Tareas pendientes:
(a) Traduce al inglés esta oración del texto sobre el Libro Rojo de Jung: "Occidente es un espacio geográfico real y simbólico."
(b) Según el texto sobre el Libro Rojo de Jung, ¿con qué nombre aparece Gilgamesh en el relato de Jung?
(c) Prosigue el texto sobre el Libro Rojo de Jung a partir de su última oración.

Texto seleccionado:
━━━━

Tengo muy presente lo que escribió Jung en su obra “El Libro Rojo”, que he leído en estos días de confinamiento: “vanidoso es quien cree que sus sentimientos y pensamientos son obra suya”. Sophia (esto lo digo yo) es “la que llena las almas vacías, sólo si éstas quieren extenderse, pero ellas no lo quieren. No sabía que yo soy tu cuenco, vacío sin ti, más desbordante contigo” (Jung, 2019: 235). Cuando Sophia llena el cuenco interior “tu alma se pone verde y su campo produce un fruto maravilloso”.
La palabra es capaz de la renovación de la vida y la fertilización de la naturaleza. “Si dices que el lugar no existe, entonces no existe. Sin embargo, si dices que existe, entonces existe. Nota lo que los antiguos dijeron en la imagen: la palabra es acto de creación. Los antiguos dijeron: al principio fue la palabra.
Contempla esto y reflexiona sobre ello” (Jung, 2019: 235). Los antiguos, según Jung, “vivían sus símbolos, pues el mundo no se les había vuelto real. Por eso iban a la soledad del desierto, para enseñarnos que el lugar del alma es el desierto solitario” (Jung, 2019: 234). Moisés, Gilgamesh, Ulises, Heracles y Alejandro Magno emprendieron el viaje de Oriente a Occidente en búsqueda de la inmortalidad. Gilgamesh ocupa un lugar importante en el “Libro Rojo” de Jung. Ambos coincidieron a mitad de camino, “en el límite que separa la mañana y la noche”, es decir, en la confluencia de los dos mares.
Mientras que Jung se dirigía a Oriente para encontrar lo que le faltaba, Gilgamesh (Izdubar en el relato de Jung), “es un ciego e inmortal que camina añorante hacia el sol del ocaso, que quiere dividir el océano hasta el fondo para descender a la fuente de la vida” (Jung, 2019: 234). Este propósito de Gilgamesh recuerda mucho a la apertura de Moisés de las aguas para que el pueblo elegido pudiera escapar de Egipto. Su bastón fue el responsable del surgimiento de las doce fuentes al cruzar el Jordán. Occidente es un espacio geográfico real y simbólico.

━━━━

(Entradas de datos almacenadas)
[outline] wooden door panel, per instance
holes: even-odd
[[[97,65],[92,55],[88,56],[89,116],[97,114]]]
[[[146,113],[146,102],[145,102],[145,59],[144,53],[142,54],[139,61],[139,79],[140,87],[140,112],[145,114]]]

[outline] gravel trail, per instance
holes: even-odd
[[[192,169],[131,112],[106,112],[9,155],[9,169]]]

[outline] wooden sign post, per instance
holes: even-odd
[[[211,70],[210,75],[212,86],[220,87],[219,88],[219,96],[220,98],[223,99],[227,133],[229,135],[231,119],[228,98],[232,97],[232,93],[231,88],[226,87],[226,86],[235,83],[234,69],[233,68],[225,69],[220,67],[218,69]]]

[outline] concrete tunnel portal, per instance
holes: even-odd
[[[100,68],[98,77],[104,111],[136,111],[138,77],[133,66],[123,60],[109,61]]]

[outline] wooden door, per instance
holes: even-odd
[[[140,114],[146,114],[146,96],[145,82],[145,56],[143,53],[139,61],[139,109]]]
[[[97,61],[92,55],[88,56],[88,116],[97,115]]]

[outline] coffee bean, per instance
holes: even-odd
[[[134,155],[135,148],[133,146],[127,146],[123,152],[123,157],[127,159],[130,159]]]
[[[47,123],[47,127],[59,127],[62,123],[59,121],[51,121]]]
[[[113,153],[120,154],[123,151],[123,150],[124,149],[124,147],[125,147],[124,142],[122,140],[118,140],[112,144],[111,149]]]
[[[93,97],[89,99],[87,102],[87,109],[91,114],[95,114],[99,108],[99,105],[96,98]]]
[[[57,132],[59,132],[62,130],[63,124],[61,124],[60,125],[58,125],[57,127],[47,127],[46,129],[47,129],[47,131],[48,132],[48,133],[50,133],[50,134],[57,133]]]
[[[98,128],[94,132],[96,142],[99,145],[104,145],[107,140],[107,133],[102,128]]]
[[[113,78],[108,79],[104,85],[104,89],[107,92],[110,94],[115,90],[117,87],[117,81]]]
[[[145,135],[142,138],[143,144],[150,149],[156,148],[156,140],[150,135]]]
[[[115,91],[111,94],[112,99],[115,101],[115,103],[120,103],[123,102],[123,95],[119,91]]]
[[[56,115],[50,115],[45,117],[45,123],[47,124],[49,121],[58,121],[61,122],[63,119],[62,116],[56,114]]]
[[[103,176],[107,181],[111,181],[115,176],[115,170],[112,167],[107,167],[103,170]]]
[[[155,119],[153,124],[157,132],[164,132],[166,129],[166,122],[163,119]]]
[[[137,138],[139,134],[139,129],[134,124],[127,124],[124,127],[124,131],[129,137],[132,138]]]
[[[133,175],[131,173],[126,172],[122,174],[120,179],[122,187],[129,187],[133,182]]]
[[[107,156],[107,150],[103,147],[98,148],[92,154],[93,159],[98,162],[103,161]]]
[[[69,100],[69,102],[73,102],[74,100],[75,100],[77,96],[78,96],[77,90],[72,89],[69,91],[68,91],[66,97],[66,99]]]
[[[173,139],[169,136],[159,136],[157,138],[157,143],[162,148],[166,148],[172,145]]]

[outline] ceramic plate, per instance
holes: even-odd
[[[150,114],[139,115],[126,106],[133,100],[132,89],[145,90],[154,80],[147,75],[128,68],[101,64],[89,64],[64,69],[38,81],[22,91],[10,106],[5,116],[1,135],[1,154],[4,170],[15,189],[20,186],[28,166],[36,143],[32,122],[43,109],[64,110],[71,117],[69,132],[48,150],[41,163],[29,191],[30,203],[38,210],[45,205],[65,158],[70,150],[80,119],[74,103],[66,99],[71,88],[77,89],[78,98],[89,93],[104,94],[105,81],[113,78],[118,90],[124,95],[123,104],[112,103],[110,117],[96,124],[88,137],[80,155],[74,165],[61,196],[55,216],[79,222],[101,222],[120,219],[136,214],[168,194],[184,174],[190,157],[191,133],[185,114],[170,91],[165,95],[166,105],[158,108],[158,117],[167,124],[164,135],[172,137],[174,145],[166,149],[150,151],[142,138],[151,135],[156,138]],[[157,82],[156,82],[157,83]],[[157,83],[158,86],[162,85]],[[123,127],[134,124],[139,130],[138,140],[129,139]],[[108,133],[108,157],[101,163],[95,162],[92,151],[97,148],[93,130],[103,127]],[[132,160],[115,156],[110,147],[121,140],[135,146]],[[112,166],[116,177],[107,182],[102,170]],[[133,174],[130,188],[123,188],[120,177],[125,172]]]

━━━━

Respuestas:
(a) The West is a real and symbolic geographical space.

(b) Con el nombre de Izdubar.

(c)
Es un lugar de muerte y de tinieblas, pero también es el sitio en el que se sitúa los frutos o las aguas milagrosas que permiten la resurrección del sol y con él de la vida. El gran sueño del ser humano ha consistido en lograr la inmortalidad y algunos creían que la ciencia y la tecnología iban a lograrlo en un futuro no muy lejano, pero la crisis ambiental, económica y social, y ahora sanitaria, provocada por la fe ciega del “Homo tecnologicus”, con aspiraciones a “Homo Deus”, ha frustrado este sueño. Ni la ingenuidad de Gilgamesh ni la ciencia que representa el propio Jung en el “Libro Rojo” han conseguido su propósito inicial. Los dos se sientan ante un fuego para calentarse y llegan a la conclusión de que “tú (el yo de Jung) tienes que hacer solo la mitad del camino.
La otra mitad la hace él (Gilgamesh). Si vas más allá de él, caes en la ceguera. Si él va más allá de ti, cae en la parálisis”. Las palabras de Jung que hacen ver a Gilgamesh que la inmortalidad es una quimera pueden compararse a la cabeza de Medusa que convierten en piedra al titán Atlante. De hecho, si observamos la figura de “Libro Rojo” que ilustra el encuentro de Jung y Gilgamesh, se asemeja al Estrecho de Gibraltar y la imagen del héroe oriental tumbado es muy parecida al Yebel Musa. Incluso la posición de sus pies indica que el cuerpo de Gilgamesh antes ocupaba el espacio que la columna que sostiene el cielo. Un indicio más de que el mítico encuentro entre Jung y Gilgamesh aconteció en el Estrecho de Gibraltar.